- [SHORT TASK]: Could you quote word for word everything from the line containing "Task: for every instance of the woman, drop" down to the last line, including both of those lines?

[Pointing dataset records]
◆ ◆ ◆

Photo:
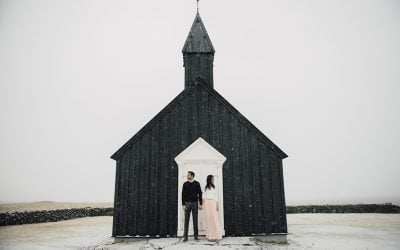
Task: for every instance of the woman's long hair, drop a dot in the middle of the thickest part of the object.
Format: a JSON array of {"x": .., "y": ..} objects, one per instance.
[{"x": 209, "y": 182}]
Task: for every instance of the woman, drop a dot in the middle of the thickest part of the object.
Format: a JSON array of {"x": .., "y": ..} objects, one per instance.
[{"x": 210, "y": 205}]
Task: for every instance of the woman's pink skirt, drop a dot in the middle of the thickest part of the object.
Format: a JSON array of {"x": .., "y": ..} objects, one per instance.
[{"x": 212, "y": 225}]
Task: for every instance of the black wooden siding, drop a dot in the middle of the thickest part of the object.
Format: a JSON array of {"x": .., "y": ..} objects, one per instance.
[{"x": 146, "y": 189}]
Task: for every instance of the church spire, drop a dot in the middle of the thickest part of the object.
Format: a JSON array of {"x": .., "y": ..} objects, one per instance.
[
  {"x": 198, "y": 40},
  {"x": 198, "y": 54}
]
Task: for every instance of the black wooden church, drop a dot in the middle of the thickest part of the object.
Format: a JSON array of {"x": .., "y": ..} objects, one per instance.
[{"x": 146, "y": 185}]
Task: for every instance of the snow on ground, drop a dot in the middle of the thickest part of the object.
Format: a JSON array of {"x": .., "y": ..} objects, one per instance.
[{"x": 314, "y": 231}]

◆ ◆ ◆

- [EXPECTED OUTPUT]:
Task: for every instance of the woman, drop a dot in the middle of the thickest part of the object.
Format: a JSON array of {"x": .., "y": ..} objects, one per instance.
[{"x": 210, "y": 205}]
Task: for every instance of the woman's pink skirt, drop a dot in the middle of the thickest part of the object.
Format: a JSON array of {"x": .., "y": ..} objects, one per instance.
[{"x": 212, "y": 225}]
Task: for every instance of the black wooden siding, drop a dot in the middle of the thickest part of the object.
Format: a JSON array of {"x": .., "y": ..} objects, one per instance.
[{"x": 146, "y": 189}]
Task: for every instance of the church spire, drop a dot in the middle of the thickest part of the object.
Format: a JSON array of {"x": .., "y": ..} objects, one per instance.
[
  {"x": 198, "y": 40},
  {"x": 198, "y": 54}
]
Task: for every instance of the black wooden church, drop a dot in the middle of the thickest part of the object.
Format: a JSON array of {"x": .., "y": ..} objects, one per instance.
[{"x": 146, "y": 185}]
Task: for every instance of the snow on ground, drop a dot in the middle of the thickest part of the object.
Format: a JSON array of {"x": .., "y": ..} objects, one per instance.
[{"x": 314, "y": 231}]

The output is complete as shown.